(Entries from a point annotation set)
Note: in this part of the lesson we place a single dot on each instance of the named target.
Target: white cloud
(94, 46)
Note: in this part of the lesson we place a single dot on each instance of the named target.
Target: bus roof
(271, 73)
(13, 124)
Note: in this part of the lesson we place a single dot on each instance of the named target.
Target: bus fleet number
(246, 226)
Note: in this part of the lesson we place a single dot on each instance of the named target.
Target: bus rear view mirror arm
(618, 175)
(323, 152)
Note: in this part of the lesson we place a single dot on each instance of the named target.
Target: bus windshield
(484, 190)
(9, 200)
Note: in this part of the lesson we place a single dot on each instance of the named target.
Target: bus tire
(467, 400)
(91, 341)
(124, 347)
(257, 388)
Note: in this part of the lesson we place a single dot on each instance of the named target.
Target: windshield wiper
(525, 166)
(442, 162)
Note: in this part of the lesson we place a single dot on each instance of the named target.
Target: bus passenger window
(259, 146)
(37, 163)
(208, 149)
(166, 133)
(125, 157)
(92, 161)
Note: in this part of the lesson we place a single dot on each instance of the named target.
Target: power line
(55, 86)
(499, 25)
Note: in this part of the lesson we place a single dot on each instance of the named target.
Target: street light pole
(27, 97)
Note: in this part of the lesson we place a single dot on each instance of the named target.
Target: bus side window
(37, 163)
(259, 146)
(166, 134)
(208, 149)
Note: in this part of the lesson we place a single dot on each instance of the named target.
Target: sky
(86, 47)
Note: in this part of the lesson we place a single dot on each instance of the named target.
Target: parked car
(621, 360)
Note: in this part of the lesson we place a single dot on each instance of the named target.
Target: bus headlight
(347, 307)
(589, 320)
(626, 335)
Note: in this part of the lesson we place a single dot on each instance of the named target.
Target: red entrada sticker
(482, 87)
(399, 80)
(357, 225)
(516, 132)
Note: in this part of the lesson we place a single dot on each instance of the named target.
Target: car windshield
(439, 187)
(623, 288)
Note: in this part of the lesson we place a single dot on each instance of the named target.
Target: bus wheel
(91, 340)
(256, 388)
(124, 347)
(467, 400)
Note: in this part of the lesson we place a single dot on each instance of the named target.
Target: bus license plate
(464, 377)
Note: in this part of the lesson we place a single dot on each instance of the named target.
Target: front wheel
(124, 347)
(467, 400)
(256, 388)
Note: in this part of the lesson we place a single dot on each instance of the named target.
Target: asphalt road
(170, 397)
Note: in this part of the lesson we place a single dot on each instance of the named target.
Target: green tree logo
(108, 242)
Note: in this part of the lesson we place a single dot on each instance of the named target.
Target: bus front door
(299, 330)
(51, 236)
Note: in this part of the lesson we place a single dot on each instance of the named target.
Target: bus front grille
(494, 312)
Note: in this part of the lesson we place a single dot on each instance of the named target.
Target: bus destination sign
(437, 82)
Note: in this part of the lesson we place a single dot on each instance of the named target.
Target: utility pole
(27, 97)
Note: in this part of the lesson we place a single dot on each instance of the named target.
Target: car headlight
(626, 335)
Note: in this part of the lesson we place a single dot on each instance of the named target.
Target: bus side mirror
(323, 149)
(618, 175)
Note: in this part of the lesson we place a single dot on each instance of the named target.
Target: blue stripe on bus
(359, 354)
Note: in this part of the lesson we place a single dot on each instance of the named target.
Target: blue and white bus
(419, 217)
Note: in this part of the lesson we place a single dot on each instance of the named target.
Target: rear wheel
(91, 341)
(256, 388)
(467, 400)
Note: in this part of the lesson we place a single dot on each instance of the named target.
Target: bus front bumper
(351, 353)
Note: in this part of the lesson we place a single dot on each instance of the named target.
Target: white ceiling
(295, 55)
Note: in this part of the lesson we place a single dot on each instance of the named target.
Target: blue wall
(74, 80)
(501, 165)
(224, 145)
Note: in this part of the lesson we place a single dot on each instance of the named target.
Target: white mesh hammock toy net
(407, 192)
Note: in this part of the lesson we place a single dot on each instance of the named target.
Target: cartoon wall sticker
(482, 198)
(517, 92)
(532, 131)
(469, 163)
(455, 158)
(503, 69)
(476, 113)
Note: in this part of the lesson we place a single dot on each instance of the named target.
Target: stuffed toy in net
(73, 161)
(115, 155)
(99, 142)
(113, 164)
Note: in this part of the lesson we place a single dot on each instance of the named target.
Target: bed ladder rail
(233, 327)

_What you have to do:_ Show every line of the listing that contains the word "windshield".

_In response:_
Target: bus windshield
Target: windshield wiper
Target: car windshield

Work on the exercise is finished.